**EXERCISE**
In the listing below, write out the lines word for word, starting at the line containing "Please scan the image above for any sea." and ending at the line containing "[[0, 88, 256, 115]]", with both of those lines included.
[START OF DATA FOR THE TASK]
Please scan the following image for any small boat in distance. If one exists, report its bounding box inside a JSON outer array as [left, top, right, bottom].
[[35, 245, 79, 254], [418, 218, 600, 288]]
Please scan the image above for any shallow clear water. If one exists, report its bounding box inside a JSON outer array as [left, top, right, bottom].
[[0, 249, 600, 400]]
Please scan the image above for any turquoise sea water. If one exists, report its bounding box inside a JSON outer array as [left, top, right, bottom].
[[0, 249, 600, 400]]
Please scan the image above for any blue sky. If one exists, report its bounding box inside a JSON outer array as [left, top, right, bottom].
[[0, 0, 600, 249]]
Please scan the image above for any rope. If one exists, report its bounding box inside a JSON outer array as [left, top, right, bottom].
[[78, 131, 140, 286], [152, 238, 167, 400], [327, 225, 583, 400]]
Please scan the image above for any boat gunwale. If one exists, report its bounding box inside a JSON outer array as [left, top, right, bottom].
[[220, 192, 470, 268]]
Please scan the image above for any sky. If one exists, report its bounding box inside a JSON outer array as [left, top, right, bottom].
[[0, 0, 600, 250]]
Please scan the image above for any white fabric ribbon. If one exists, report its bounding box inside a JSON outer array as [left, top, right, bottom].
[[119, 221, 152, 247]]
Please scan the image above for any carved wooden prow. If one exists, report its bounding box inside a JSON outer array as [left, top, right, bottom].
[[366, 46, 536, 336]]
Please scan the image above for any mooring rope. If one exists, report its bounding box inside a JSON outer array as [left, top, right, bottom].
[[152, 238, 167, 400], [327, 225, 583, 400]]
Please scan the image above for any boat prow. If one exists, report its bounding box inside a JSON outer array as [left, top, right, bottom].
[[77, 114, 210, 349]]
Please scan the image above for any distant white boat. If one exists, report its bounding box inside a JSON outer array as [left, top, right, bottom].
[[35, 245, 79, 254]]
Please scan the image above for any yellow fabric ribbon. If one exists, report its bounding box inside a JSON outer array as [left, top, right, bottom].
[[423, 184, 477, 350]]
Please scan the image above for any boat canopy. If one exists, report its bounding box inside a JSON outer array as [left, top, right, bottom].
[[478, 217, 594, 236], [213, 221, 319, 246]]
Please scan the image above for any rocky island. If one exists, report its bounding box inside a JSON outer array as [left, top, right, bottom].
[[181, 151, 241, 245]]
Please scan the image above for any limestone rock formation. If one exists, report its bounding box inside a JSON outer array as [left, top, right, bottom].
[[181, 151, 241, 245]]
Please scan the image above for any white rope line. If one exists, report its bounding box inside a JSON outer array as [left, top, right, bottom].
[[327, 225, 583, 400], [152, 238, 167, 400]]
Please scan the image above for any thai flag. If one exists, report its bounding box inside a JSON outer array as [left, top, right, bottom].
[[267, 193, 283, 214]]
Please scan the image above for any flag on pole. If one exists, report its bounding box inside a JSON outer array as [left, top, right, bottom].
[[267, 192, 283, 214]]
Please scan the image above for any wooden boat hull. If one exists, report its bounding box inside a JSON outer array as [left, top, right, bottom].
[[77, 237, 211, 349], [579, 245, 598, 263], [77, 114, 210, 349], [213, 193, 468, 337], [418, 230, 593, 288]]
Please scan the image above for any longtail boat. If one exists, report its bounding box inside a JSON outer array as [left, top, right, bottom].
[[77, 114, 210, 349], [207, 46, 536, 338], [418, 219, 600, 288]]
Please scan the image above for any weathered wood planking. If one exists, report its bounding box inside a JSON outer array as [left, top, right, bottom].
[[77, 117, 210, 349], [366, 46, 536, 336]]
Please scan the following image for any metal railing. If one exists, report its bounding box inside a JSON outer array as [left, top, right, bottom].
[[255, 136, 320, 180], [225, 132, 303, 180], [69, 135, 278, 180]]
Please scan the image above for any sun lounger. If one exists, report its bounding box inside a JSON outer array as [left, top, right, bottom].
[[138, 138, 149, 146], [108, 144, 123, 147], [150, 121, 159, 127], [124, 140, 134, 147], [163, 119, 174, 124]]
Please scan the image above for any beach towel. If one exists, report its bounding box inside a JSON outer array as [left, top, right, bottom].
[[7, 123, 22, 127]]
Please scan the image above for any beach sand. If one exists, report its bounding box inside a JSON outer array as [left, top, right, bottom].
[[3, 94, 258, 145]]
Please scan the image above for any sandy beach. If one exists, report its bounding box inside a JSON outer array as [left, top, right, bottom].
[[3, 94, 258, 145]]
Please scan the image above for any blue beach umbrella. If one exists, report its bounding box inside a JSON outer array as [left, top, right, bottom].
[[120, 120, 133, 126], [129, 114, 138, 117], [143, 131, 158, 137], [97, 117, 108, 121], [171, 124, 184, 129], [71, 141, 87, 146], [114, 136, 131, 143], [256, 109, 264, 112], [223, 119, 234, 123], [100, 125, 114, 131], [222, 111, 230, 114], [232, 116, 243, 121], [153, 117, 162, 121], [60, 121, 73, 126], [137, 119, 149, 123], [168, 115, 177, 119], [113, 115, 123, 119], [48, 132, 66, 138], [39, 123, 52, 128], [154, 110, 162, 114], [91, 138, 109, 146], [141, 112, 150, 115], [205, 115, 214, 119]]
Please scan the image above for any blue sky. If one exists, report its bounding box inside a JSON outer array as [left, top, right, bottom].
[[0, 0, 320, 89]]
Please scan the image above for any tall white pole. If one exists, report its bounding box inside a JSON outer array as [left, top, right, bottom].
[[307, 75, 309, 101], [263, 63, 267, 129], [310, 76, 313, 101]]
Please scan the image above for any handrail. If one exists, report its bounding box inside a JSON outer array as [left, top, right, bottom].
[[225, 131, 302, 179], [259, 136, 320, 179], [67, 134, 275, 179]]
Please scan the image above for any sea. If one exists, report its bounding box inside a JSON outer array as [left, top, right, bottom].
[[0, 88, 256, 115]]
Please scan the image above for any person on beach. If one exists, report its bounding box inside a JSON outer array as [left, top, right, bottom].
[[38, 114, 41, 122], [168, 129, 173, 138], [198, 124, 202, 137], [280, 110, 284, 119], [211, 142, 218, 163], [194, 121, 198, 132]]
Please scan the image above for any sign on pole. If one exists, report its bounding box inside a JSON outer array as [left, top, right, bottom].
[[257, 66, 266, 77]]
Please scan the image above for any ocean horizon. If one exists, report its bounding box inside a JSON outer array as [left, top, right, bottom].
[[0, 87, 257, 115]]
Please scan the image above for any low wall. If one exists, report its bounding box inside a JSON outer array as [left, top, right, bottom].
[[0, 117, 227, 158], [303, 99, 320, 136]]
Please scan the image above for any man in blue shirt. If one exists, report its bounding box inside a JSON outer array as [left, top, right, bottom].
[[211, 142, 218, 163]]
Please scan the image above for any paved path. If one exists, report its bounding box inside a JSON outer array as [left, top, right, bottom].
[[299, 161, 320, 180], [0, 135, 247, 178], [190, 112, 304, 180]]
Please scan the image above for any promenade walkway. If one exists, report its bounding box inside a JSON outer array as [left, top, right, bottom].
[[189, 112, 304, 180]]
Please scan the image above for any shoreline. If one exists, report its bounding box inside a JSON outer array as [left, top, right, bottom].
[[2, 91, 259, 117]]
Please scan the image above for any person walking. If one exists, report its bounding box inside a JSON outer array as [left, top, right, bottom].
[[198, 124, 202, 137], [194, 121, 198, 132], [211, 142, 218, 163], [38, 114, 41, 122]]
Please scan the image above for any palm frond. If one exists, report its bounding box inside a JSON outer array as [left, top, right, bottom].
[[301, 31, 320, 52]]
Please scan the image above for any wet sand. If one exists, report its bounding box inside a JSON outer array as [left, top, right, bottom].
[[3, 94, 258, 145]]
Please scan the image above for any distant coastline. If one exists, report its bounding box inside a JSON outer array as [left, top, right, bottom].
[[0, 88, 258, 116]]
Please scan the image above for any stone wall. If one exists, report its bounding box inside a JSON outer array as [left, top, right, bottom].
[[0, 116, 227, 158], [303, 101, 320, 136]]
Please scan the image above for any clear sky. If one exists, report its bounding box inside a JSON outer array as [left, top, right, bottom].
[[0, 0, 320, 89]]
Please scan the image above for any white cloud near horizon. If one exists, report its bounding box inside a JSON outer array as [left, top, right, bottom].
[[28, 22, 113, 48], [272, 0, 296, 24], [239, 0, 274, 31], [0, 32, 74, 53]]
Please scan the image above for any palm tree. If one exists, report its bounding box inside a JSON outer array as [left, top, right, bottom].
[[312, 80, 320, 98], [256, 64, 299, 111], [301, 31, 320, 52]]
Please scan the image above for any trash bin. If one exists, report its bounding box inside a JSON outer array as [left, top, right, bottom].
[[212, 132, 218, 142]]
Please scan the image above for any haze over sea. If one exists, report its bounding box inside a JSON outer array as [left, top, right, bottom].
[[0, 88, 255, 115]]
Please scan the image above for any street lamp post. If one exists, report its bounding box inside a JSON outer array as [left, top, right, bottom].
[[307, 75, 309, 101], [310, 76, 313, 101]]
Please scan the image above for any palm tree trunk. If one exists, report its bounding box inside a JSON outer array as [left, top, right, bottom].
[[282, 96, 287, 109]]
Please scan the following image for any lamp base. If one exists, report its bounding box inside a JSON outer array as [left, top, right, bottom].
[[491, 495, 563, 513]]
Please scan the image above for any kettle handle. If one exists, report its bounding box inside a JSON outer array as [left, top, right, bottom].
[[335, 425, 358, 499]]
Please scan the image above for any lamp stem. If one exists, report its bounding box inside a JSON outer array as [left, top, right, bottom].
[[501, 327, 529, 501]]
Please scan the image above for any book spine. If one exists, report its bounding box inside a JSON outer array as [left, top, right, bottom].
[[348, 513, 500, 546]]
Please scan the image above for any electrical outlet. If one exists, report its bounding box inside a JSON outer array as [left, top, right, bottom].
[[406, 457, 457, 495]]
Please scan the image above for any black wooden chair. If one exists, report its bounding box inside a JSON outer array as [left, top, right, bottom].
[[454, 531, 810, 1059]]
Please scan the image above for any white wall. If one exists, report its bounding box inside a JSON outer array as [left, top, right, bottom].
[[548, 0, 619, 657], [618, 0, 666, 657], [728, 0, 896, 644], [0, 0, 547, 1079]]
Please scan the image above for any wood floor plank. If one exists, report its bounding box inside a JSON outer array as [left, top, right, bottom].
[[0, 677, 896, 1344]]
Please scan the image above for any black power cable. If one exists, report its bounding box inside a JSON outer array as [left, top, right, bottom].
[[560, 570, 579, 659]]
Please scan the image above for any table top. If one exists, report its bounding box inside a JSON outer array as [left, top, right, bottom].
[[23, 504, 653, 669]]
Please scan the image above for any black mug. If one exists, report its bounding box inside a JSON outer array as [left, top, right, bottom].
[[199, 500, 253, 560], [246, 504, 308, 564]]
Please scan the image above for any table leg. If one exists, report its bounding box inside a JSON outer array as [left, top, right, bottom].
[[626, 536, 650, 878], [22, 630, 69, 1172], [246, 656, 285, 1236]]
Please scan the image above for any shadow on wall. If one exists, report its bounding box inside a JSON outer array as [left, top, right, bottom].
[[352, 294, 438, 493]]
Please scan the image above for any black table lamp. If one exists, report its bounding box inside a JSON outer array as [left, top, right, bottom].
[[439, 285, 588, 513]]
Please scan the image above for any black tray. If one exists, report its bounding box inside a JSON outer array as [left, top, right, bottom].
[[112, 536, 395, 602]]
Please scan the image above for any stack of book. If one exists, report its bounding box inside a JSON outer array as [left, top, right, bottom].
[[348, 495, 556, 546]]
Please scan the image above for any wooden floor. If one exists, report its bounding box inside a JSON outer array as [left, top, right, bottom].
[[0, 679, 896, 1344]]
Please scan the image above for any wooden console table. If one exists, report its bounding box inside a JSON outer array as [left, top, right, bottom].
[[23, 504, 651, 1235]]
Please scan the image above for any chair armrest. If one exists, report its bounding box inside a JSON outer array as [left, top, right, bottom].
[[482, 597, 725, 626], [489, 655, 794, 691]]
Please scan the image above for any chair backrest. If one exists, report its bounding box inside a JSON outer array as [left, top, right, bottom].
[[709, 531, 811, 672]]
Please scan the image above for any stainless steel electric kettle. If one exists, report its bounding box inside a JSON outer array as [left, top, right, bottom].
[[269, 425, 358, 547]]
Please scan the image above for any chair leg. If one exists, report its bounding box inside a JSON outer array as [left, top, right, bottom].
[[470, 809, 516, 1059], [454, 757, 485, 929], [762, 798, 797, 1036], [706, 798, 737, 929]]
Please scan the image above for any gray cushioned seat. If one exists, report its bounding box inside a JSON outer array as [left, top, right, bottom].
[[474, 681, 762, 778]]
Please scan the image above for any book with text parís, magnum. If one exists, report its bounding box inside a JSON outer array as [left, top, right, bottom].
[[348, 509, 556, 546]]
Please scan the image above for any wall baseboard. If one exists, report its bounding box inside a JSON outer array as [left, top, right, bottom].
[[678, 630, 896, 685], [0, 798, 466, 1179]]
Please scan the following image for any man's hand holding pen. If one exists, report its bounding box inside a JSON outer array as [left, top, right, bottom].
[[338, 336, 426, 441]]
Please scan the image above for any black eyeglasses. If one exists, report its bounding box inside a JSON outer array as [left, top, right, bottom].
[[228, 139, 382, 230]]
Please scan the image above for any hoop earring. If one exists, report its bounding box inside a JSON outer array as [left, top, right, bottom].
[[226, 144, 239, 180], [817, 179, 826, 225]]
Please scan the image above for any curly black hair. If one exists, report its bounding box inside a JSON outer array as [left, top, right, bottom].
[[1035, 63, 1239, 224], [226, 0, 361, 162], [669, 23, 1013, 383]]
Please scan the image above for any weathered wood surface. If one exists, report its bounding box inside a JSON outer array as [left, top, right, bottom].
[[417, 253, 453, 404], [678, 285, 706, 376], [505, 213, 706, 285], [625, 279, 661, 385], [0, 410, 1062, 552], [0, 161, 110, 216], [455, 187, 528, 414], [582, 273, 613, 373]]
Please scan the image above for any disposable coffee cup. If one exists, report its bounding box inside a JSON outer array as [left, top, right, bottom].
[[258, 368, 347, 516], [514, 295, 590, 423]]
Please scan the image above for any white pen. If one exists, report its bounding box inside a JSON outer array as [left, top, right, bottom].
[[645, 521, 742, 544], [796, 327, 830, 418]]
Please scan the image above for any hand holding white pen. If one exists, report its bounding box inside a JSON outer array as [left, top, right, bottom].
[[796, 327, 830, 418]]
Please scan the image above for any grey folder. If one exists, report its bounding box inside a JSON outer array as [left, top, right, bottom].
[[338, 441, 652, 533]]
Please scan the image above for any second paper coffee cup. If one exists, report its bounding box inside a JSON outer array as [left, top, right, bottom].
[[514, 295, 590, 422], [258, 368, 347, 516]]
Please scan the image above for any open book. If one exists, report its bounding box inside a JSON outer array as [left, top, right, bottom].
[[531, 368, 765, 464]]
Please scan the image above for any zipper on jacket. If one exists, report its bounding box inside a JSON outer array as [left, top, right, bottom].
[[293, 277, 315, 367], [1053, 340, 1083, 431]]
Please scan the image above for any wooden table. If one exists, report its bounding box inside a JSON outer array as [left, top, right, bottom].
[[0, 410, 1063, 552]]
[END OF DATA FOR THE TASK]
**WRITTEN ANSWER**
Please scan the image above for any sea. If one exists, report its bounding box inside a JSON outer array as [left, top, right, bottom].
[[0, 88, 256, 115]]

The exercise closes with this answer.